:: Цитируемый текст

АЛТЫНОРДА
Народ в потоке истории

[:ru]Образ казахов в мусульманском мире: «люди меча» (ахл ал-джихад)[:]

[:ru]

Стереотип о «плохом» или «поверхностном» исламе у казахов во многом связан с непониманием самого ислама, его социологии и психологии. В сознании современных казахов, непосредственных наследников кочевой тюркской культуры, укоренился комплекс «младшего брата» в глобальном исламском сообществе. Многие молодые казахи (с подачи иностранцев) думают, что их дальние предки прозябали в Дар ал-исламе в роли «вечных студентов», до которых якобы веками не доходили истины Корана. При этом в качестве эталона мусульманина ошибочно берется тип муллы-книжника («алим», «факих»).

В Хадисах Пророка часто различаются такие благородные категории мусульманского общества, как «ахл ал-илм» (ученые) и «ахл ал-джихад» (воины). Параллели можно найти и в индийской религиозной традиции, которая считала по сути равнозначными модели религиозности брахманов и воинов-кшатриев, диалектически толковала различные пути к Богу (джняна, бхакти, карма). Из европейских социологов стоит вспомнить Макса Вебера, который говорил об особых типах религиозности – крестьян, рыцарского сословия, ремесленников и торговцев.

На самом деле в исламской традиции всегда был мудрый подход к человеку и обществу, с учетом особенностей восприятия религии различными слоями, расами и народами, возрастными категориями, мужчинами и женщинами. Издавна в мусульманской социологии выделяли «людей пера», «людей сердца» (суфиев), «людей меча (джихада)», «людей плуга» и т.д. Их не противопоставляли; считалось, что разные страты и классы и даже этносы социально дополняют друг друга.

Великий ученый-энциклопедист из Центральной Азии, Абу Наср Ал-Фараби ат-Турки в своих социологических трактатах, отталкиваясь от фундаментальных постулатов ислама, рассуждает в духе уподобления обществ живым организмам, так что одна часть общества подобна сердцу, а другая группа выполняет функцию мозга и т.д.

Гениальный арабский философ, историк и социолог средневекового мира Ибн Халдун обосновал идею о миссии тюркского элемента в мусульманском мире – как защитников и обновителей религии (кстати, интересно его сравнение кочевых народов с дикими животными, а оседлых – с одомашненными, деградированными видами).

::::
:: Предоставленные материалы

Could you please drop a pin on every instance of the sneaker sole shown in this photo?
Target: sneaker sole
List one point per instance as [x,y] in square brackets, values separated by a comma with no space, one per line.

::::

## Список заданий
[a] Почему, согласно тексту о казахах, в мусульманской социологии не противопоставляли «людей пера», «людей сердца», «людей меча» и «людей плуга»? Ответьте в одном–трех предложениях.
[b] Продублируйте фрагмент текста о казахах, начиная со слов «На самом деле» и заканчивая словами «мозга и т.д.».
[c] Ответьте на вопросы по тексту о казахах:
(i) Какие две категории мусульманского общества часто различаются в Хадисах Пророка?
(ii) Чему Ал-Фараби уподоблял общества в своих социологических трактатах?
(iii) Какую миссию тюркского элемента в мусульманском мире обосновал Ибн Халдун?

## Список ответов
[a] Их не противопоставляли, потому что считалось, что разные страты, классы и даже этносы социально дополняют друг друга.

[b]
На самом деле в исламской традиции всегда был мудрый подход к человеку и обществу, с учетом особенностей восприятия религии различными слоями, расами и народами, возрастными категориями, мужчинами и женщинами. Издавна в мусульманской социологии выделяли «людей пера», «людей сердца» (суфиев), «людей меча (джихада)», «людей плуга» и т.д. Их не противопоставляли; считалось, что разные страты и классы и даже этносы социально дополняют друг друга.

Великий ученый-энциклопедист из Центральной Азии, Абу Наср Ал-Фараби ат-Турки в своих социологических трактатах, отталкиваясь от фундаментальных постулатов ислама, рассуждает в духе уподобления обществ живым организмам, так что одна часть общества подобна сердцу, а другая группа выполняет функцию мозга и т.д.

[c]
(i) «Ахл ал-илм» (ученые) и «ахл ал-джихад» (воины).
(ii) Живым организмам.
(iii) Миссию защитников и обновителей религии.